►
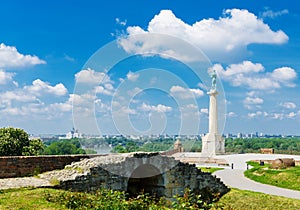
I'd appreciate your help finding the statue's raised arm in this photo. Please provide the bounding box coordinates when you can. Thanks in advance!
[210,70,217,91]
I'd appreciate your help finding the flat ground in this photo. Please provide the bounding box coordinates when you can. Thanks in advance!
[175,152,300,199]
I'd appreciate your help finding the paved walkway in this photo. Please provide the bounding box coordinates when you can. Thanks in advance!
[214,154,300,199]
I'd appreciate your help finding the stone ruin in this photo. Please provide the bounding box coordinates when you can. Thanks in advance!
[40,153,229,202]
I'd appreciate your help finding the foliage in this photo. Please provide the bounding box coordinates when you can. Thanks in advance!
[211,189,300,210]
[199,167,224,173]
[0,188,67,210]
[45,189,216,210]
[0,127,44,156]
[44,139,86,155]
[22,139,45,155]
[0,188,300,210]
[244,162,300,190]
[225,137,300,154]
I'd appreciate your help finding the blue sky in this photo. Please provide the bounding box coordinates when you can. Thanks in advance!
[0,0,300,134]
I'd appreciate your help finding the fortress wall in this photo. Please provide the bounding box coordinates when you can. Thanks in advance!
[0,155,105,178]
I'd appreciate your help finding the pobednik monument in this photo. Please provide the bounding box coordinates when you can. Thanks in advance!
[201,70,225,157]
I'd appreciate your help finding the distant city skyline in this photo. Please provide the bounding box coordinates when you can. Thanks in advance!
[0,0,300,135]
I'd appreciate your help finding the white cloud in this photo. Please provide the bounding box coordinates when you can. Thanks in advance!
[126,71,140,82]
[271,67,297,87]
[248,111,264,118]
[115,18,127,26]
[95,86,114,96]
[140,103,172,113]
[0,43,46,69]
[286,112,297,119]
[120,9,288,61]
[271,113,284,120]
[170,85,204,99]
[261,9,289,19]
[227,112,237,117]
[244,97,264,104]
[212,61,297,90]
[24,79,68,96]
[280,102,297,109]
[75,68,111,85]
[0,70,15,85]
[200,108,208,114]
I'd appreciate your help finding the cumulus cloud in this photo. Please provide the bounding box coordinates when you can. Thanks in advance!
[126,71,140,82]
[0,70,15,85]
[115,18,127,26]
[227,112,237,117]
[200,108,208,114]
[170,85,204,99]
[212,61,297,90]
[244,97,264,104]
[261,9,289,19]
[140,103,172,113]
[24,79,68,96]
[75,68,111,84]
[248,111,268,118]
[280,102,297,109]
[0,43,46,69]
[120,9,288,61]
◄
» **Requirements**
Without including any pictures, reproduce the listing exactly.

» **Finished task**
I'd appreciate your help finding the statue's raised arm in this photo. Please provide the bounding box coordinates when you can. Thanks in advance!
[210,70,217,91]
I'd appreciate your help finding the flat ground in this photo. Please provide the bounding box coordinates when you can. Thanks in advance!
[175,152,300,199]
I'd appreciate your help finding the paved walkway in this photo. Please provide the bounding box coordinates when you can. Thanks in advance!
[214,154,300,199]
I'd appreciate your help finding the stone ruin in this photo. Please provide the bounding box coordinates when you can. Thanks in advance!
[40,153,229,202]
I'd appreciate your help finding the foliage in this photo. Please provide the bounding box coordinates when you can. Thanks in advance!
[211,189,300,210]
[199,167,224,173]
[0,188,67,210]
[45,189,216,210]
[0,127,44,156]
[44,139,86,155]
[22,139,45,155]
[0,188,300,210]
[244,162,300,190]
[225,137,300,154]
I'd appreciate your help finding the blue sky in this photo. Please provide the bounding box coordinates when you can. Thanks in advance!
[0,0,300,134]
I'd appreciate your help finding the fortress wall in this photo. Please provide the bounding box coordinates when you can. Thanks in advance!
[0,155,105,178]
I'd appreciate your help finding the pobednik monument in this photo. Please provide the bounding box coordinates when you can. Thanks in advance!
[201,70,225,157]
I'd appreciate your help finding the distant city skyline in this photo. Please provide the bounding box coordinates when you can. Thanks in advance!
[0,0,300,135]
I'd appreciate your help finding the white cloud in this photo. Please provide the bounding box coordinates when you can. Thanks in advance!
[126,71,140,82]
[271,67,297,87]
[248,111,264,118]
[115,18,127,26]
[95,86,114,96]
[140,103,172,113]
[0,43,46,69]
[286,112,297,119]
[120,9,288,61]
[271,113,284,120]
[170,85,204,99]
[261,9,289,19]
[227,112,237,117]
[244,97,264,104]
[212,61,297,90]
[24,79,68,96]
[280,102,297,109]
[75,68,111,85]
[0,70,15,85]
[200,108,208,114]
I'd appreciate your help finding the cumulus cloud in this photo. Please provide the bounding box coordinates when you can. Thanks in advance!
[126,71,140,82]
[0,70,15,85]
[115,18,127,26]
[227,112,237,117]
[200,108,208,114]
[170,85,204,99]
[212,61,297,90]
[244,97,264,104]
[261,9,289,19]
[140,103,172,113]
[24,79,68,96]
[75,68,111,84]
[248,111,268,118]
[280,102,297,109]
[0,43,46,69]
[120,9,288,61]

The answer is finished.